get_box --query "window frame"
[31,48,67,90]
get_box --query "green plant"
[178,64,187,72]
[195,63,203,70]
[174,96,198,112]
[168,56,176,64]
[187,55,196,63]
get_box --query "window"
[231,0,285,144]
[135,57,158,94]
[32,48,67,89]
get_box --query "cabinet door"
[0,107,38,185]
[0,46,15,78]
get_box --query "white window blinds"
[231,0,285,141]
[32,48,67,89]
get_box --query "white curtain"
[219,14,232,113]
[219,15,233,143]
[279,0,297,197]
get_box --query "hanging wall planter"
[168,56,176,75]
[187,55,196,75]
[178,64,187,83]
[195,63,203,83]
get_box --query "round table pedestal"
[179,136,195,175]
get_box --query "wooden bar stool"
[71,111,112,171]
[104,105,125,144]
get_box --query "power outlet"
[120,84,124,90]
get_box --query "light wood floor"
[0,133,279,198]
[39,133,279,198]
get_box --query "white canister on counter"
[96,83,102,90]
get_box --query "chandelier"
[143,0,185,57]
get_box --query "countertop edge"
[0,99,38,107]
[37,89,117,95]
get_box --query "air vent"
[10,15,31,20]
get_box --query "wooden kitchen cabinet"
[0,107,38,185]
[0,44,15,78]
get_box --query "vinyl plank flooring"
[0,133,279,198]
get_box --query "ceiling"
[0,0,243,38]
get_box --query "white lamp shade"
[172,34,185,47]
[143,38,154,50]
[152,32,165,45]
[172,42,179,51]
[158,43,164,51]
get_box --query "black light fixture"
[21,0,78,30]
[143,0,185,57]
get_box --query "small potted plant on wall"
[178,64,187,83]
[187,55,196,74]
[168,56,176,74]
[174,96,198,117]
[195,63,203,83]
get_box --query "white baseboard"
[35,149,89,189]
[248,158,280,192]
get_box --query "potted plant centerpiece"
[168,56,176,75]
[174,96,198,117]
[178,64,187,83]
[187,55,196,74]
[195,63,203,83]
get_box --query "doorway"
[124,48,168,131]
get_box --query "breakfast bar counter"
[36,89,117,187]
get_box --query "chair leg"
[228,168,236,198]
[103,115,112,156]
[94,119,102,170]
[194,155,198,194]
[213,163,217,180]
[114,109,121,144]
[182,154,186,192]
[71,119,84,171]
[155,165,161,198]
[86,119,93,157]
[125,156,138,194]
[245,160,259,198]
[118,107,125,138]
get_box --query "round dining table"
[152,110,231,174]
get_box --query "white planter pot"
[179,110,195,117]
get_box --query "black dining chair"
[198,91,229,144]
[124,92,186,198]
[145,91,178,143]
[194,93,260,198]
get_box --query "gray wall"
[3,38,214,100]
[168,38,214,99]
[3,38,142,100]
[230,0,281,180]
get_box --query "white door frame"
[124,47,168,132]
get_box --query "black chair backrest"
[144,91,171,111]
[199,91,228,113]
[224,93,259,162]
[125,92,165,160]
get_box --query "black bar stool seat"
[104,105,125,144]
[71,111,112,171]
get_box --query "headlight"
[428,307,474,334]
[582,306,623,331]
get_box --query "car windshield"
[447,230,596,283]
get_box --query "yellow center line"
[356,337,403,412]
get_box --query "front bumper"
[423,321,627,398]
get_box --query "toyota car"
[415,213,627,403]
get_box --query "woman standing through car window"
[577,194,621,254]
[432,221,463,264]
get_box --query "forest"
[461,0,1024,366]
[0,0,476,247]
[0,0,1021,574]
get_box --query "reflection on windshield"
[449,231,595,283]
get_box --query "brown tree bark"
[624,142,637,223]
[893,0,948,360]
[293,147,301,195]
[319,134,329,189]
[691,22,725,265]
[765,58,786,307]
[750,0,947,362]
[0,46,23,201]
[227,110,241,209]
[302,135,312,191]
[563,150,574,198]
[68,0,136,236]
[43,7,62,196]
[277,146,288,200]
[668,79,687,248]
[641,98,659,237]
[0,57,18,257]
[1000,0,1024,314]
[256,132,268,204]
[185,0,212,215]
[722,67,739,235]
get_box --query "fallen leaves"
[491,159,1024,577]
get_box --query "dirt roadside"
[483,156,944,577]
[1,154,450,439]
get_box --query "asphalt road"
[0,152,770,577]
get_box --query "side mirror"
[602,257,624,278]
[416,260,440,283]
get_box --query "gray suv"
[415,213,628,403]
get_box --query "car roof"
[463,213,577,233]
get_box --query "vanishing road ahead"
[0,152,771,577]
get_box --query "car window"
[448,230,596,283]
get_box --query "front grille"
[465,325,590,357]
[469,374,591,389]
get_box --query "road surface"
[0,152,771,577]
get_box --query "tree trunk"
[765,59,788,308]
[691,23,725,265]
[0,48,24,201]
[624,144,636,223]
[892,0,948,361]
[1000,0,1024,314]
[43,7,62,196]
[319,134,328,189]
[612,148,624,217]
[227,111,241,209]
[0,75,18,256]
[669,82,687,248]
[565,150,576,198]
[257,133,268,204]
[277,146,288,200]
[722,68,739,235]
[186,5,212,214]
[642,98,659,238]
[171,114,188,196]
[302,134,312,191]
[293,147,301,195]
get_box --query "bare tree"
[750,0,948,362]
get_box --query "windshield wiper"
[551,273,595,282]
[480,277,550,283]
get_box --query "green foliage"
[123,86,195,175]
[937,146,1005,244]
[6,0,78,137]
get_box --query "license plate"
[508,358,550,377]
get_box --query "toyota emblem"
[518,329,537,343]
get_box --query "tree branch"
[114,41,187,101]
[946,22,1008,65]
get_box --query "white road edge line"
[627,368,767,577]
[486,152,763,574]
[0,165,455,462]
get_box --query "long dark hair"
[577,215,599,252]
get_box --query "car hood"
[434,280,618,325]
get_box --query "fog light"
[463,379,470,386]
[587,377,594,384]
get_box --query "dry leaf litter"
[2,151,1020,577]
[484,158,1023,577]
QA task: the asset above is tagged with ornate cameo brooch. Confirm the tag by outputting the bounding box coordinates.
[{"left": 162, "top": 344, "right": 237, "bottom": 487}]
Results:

# Prompt:
Each record is to be retyped exactly as it appears.

# Response:
get_box --query "window frame"
[31,48,67,90]
get_box --query "green plant"
[178,64,187,72]
[195,63,203,70]
[174,96,198,112]
[168,56,176,64]
[187,55,196,63]
get_box --query "window"
[231,0,285,144]
[135,57,158,94]
[32,48,67,89]
get_box --query "cabinet door"
[0,107,38,185]
[0,46,15,78]
get_box --query "white window blinds"
[231,0,285,141]
[32,48,67,89]
get_box --query "white curtain"
[219,14,232,113]
[219,15,233,143]
[279,0,297,197]
get_box --query "hanging wall planter"
[168,56,176,75]
[187,55,196,75]
[178,64,187,83]
[195,63,203,83]
get_box --query "round table pedestal"
[179,136,195,175]
get_box --query "wooden bar stool"
[71,111,112,171]
[104,105,125,144]
get_box --query "power outlet"
[120,84,124,90]
get_box --query "light wood floor"
[0,133,279,198]
[39,133,279,198]
get_box --query "white canister on counter"
[96,83,102,90]
get_box --query "chandelier"
[143,0,185,57]
get_box --query "countertop edge"
[0,99,38,107]
[37,89,117,95]
get_box --query "air vent"
[10,15,31,20]
get_box --query "wooden kitchen cabinet"
[0,107,38,185]
[0,44,15,78]
get_box --query "vinyl plank flooring"
[0,133,279,198]
get_box --query "ceiling"
[0,0,243,38]
get_box --query "white lamp shade"
[172,34,185,47]
[143,38,154,50]
[152,32,165,45]
[172,42,179,51]
[158,43,164,51]
get_box --query "black light fixture"
[21,0,78,30]
[143,0,185,57]
get_box --query "small potted plant on wall"
[178,64,187,83]
[187,55,196,74]
[168,56,176,74]
[174,96,198,117]
[195,63,203,83]
get_box --query "white baseboard"
[35,149,89,189]
[248,158,280,192]
get_box --query "potted plant centerpiece"
[168,56,176,75]
[174,96,198,117]
[178,64,187,83]
[187,55,196,74]
[195,63,203,83]
get_box --query "doorway"
[124,48,168,131]
get_box --query "breakfast bar counter"
[36,89,117,187]
get_box --query "chair leg"
[228,168,236,198]
[103,115,112,156]
[94,119,102,170]
[194,155,198,194]
[213,163,217,180]
[114,109,121,144]
[182,154,186,192]
[71,119,84,171]
[155,165,161,198]
[86,119,93,157]
[125,156,138,194]
[245,160,259,198]
[118,107,125,138]
get_box --query "round dining table"
[152,110,231,174]
get_box --query "white planter pot"
[179,110,195,117]
get_box --query "black dining chair"
[198,91,229,144]
[124,92,186,198]
[145,91,178,143]
[194,93,260,198]
get_box --query "gray wall"
[3,38,214,100]
[168,38,214,99]
[3,38,142,100]
[230,0,281,180]
get_box --query "white door frame"
[124,47,168,132]
get_box --query "black chair backrest"
[144,91,171,111]
[199,91,228,113]
[224,93,259,162]
[125,92,165,160]
get_box --query "black bar stool seat"
[104,105,125,144]
[71,111,112,171]
get_box --query "headlight"
[428,307,474,334]
[582,306,623,331]
get_box --query "car windshield"
[447,230,596,283]
get_box --query "yellow center line"
[356,337,403,412]
get_box --query "front bumper"
[423,321,627,398]
get_box --query "toyota car"
[415,213,627,403]
get_box --query "woman standing through car window"
[577,194,621,254]
[432,221,463,264]
get_box --query "forest"
[461,0,1024,366]
[0,0,476,247]
[0,0,1021,574]
get_box --query "reflection on windshield"
[449,231,595,283]
get_box --query "brown tree bark"
[624,142,637,223]
[893,0,948,360]
[293,147,301,195]
[319,134,329,189]
[691,22,725,265]
[765,58,786,307]
[750,0,947,362]
[0,46,23,201]
[227,110,241,209]
[302,135,312,191]
[563,150,574,198]
[68,0,136,236]
[43,7,62,196]
[277,146,288,200]
[668,79,687,248]
[641,98,659,237]
[0,57,18,257]
[1000,0,1024,314]
[256,132,268,204]
[185,0,212,215]
[722,67,739,235]
get_box --query "fallen leaves"
[491,159,1024,577]
get_box --query "dirt roadside"
[483,156,944,577]
[1,154,450,439]
get_box --query "asphalt road"
[0,152,770,577]
get_box --query "side mirror"
[602,257,624,278]
[416,260,440,283]
get_box --query "gray suv"
[415,213,628,403]
get_box --query "car roof"
[463,213,577,233]
get_box --query "vanishing road ahead"
[0,152,771,577]
get_box --query "car window"
[448,230,596,283]
get_box --query "front grille"
[465,325,590,357]
[469,374,591,389]
get_box --query "road surface"
[0,152,771,577]
get_box --query "tree trunk"
[765,59,788,308]
[691,23,725,265]
[0,48,24,201]
[624,144,636,223]
[892,0,948,361]
[1000,0,1024,314]
[43,7,62,196]
[319,134,328,189]
[612,148,624,217]
[227,111,241,209]
[0,75,18,256]
[669,82,687,248]
[565,150,576,198]
[257,133,268,204]
[277,146,288,200]
[722,68,739,235]
[186,5,212,214]
[642,98,659,238]
[171,114,188,196]
[302,134,312,191]
[293,147,301,195]
get_box --query "bare tree"
[750,0,948,362]
get_box --query "windshield wiper"
[551,273,595,282]
[480,277,550,283]
get_box --query "green foliage"
[123,86,195,175]
[937,146,1005,244]
[6,0,78,137]
get_box --query "license plate"
[508,358,550,377]
get_box --query "toyota emblem"
[518,329,537,343]
get_box --query "tree branch"
[114,41,187,101]
[946,22,1008,65]
get_box --query "white road edge line"
[627,368,767,577]
[486,152,763,574]
[0,165,455,462]
get_box --query "long dark hair"
[577,215,599,252]
get_box --query "car hood"
[434,280,618,325]
get_box --query "fog light"
[463,379,470,386]
[587,377,594,384]
get_box --query "dry leaf litter"
[2,151,1020,577]
[484,158,1023,577]
QA task: the asset above is tagged with ornate cameo brooch. Confirm the tag by outputting the bounding box coordinates.
[{"left": 162, "top": 344, "right": 237, "bottom": 487}]
Results:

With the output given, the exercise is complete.